[Start of Selected excerpt]
King: A Clarion for Justice

By Josh Herring

Martin Luther King's idea of justice draws its power from the full scope of our tradition.

“Never before have I written a letter this longor should I say a book? I can assure you that it would have been much shorter if I had been writing from a comfortable desk, but what else is there to do when you are alone for days in the dull monotony of a narrow jail cell other than write long letters, think strange thoughts, and pray long prayers?”

In the six pages of his Letter from the Birmingham City Jail, Dr. King simultaneously spoke to his immediate audience and offered a universal apologetic for nonviolent civil protest in pursuit of justice. His ability in this letter rested on the twin foundations of his faith and his education. By spending years cultivating his mind, studying the texts of the western tradition, he was prepared to confront power with truth and develop a clear vision for effecting societal change. While he desired specific legislative goals (the end of segregation in the Jim Crow South), his method engaged the human imagination and conscience more broadly, for it was in changing the hearts of men and women that his hope of forging a more just civilization lay.

Societal change cannot come solely through legislative fiat, because people are more than subjects of the state. The Letter illustrates Dr. King’s command of rhetoric and natural law theory, but it also goes beyond these rational elements to address the human imagination. We can, he suggests, support injustice from a position of ignorance and complacency. To effect change, people must be made viscerally aware of the injustice in their midst. Nonviolent protest was designed to spark an imaginative engagement with issues of racial justice; the suffering it resulted in would testify to the truth of their protest: “So we had no alternative except that of preparing for direct action, whereby we would present our very bodies as a means of laying our cases before the conscience of the local and national community.”

Justice is love in calculation. Justice is love correcting that which revolts against love.

King goes beyond the specific issues of the 1960s; by appealing to a natural law understanding of justice, he transcends his historical moment. Determining which laws are just requires an understanding that human laws depend upon a higher standard for their legitimacy. He quotes St. Augustine: “An unjust law is no law at all.” Obeying an unjust law causes one to violate his nature; the moral act lies in refusing to obey an unjust law. King restated the same principle. “A just law is a man-made code that squares with the moral law, or the law of God. An unjust law is a law that is out of harmony with the moral law.”
[End of Selected excerpt]
[Start of Data]
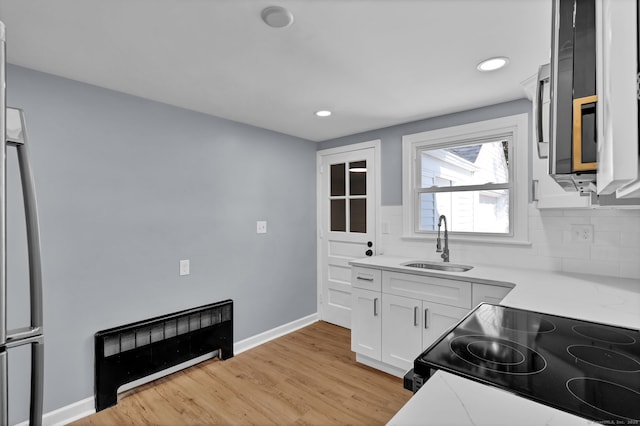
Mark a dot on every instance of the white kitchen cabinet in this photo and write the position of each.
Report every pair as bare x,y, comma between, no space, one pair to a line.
617,106
434,289
366,315
412,325
488,293
401,331
366,322
396,315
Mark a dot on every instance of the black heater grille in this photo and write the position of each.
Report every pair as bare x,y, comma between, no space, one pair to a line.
133,351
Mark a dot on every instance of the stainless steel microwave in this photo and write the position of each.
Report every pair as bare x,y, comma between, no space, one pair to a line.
573,146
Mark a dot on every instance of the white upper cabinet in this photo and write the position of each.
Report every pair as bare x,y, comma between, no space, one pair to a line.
617,110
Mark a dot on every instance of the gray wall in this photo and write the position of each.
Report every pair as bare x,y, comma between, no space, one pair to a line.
128,187
391,140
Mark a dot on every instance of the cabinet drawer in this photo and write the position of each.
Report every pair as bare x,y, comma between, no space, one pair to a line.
438,290
369,279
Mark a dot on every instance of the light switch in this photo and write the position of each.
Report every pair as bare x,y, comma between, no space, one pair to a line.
184,267
261,227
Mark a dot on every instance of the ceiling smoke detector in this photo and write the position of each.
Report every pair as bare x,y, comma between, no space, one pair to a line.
277,17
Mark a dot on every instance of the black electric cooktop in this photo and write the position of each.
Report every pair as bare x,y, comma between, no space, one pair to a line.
585,368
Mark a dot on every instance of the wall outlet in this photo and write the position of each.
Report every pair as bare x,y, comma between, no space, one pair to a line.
184,267
582,233
261,227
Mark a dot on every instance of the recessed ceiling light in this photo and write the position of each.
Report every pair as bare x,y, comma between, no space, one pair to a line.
277,17
493,64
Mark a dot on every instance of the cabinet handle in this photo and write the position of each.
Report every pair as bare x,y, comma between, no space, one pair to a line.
578,165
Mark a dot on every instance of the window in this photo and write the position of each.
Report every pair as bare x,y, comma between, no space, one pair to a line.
475,175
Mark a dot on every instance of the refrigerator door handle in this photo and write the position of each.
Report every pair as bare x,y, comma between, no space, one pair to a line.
31,213
16,136
4,388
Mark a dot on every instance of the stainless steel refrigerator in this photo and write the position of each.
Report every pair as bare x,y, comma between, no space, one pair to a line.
13,135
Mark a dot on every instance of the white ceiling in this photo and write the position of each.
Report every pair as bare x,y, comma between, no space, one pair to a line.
374,63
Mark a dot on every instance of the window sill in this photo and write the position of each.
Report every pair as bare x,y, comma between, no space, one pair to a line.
506,241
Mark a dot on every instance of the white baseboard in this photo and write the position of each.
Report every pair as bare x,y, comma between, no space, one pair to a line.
67,414
274,333
379,365
86,407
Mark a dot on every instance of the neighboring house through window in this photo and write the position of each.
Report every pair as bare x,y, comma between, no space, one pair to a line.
475,175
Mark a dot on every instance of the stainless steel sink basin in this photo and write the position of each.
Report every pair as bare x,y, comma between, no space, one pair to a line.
438,266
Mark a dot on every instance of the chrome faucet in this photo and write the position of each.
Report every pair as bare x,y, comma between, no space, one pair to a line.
445,253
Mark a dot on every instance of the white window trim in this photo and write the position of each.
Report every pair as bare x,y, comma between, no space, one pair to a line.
518,128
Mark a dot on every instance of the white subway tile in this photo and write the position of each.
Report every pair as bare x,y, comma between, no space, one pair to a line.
607,238
630,239
630,270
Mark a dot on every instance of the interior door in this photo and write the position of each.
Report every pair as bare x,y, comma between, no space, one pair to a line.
347,226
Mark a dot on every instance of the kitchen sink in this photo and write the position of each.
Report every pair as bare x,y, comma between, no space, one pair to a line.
438,266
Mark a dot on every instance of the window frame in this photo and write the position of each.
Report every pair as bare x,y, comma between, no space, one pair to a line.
515,129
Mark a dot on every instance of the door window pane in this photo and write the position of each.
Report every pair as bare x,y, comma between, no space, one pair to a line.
338,180
358,215
358,178
338,215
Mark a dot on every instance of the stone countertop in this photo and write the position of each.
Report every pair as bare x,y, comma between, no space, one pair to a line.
449,399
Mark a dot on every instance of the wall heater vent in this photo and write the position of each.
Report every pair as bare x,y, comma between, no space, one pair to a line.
133,351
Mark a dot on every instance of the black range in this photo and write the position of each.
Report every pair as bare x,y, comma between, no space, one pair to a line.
588,369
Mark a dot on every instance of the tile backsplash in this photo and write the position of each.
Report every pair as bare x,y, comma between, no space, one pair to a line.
614,249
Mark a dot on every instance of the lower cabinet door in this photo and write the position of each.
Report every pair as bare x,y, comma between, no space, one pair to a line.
401,330
436,319
366,322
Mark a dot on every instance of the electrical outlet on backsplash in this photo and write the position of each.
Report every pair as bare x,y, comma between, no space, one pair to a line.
614,248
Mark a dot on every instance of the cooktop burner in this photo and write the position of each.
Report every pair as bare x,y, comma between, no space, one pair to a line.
588,369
[End of Data]
_Problems to work on:_
1: Translate this sentence from the essay on Martin Luther King into Spanish: "Societal change cannot come solely through legislative fiat, because people are more than subjects of the state."
2: Resume the essay on Martin Luther King's idea of justice, picking up right after its final sentence.

_Expected results:_
1: El cambio social no puede lograrse únicamente por decreto legislativo, porque las personas son más que súbditos del Estado.

2:
He thus positions the Civil Rights Movement within the great tradition of the west, religious as well as philosophic. “Just as the Apostle Paul left his little village of Tarsus and carried the gospel of Jesus Christ to practically every little hamlet and city in the Greco-Roman world, I too am compelled to bear the gospel of freedom beyond my particular hometown.” Bearing his prophetic burden, King ascends to a universal position advocating justice, equality, and dignity for all, invoking Augustine, Aquinas, and Old Testament exemplars like Shadrach, Meschach, and Abednego. Well-versed in the issues of his day, King situates the argument in strands of tradition going back to ancient Israel, Greece, and Rome, each of which extends his claims to universality.

Authentic suffering testifies to the truth in a way that transcends words. The Apostle Paul writing under house arrest, Gandhi on the Salt March, Dr. King writing in prisonthese men went beyond rhetoric, and wagered their very lives to demonstrate the truth of their message. And King contributed uniquely to changing the American imagination. At a vital point in our history, he played a key role in promoting nonviolent protest as a route to effective change. In doing so, Dr. King advanced classic ideas of the human person and of the movement towards justice possible in a democracy.

We children of late modernity owe a great deal to Dr. King and those who strove beside him to identify injustice, voice the need for change, and suffer in testimony of the truth of their claims. Complete justice will not exist until the eschaton, but King’s Letter remains a seminal text calling us to pursue it.

Josh Herring is a Humanities instructor, debate coach, and Dean of Students for Thales Academy in Rolesville, NC. In his spare time, he co-hosts What’s the Res?, a podcast for the high school debate community, and reads old books.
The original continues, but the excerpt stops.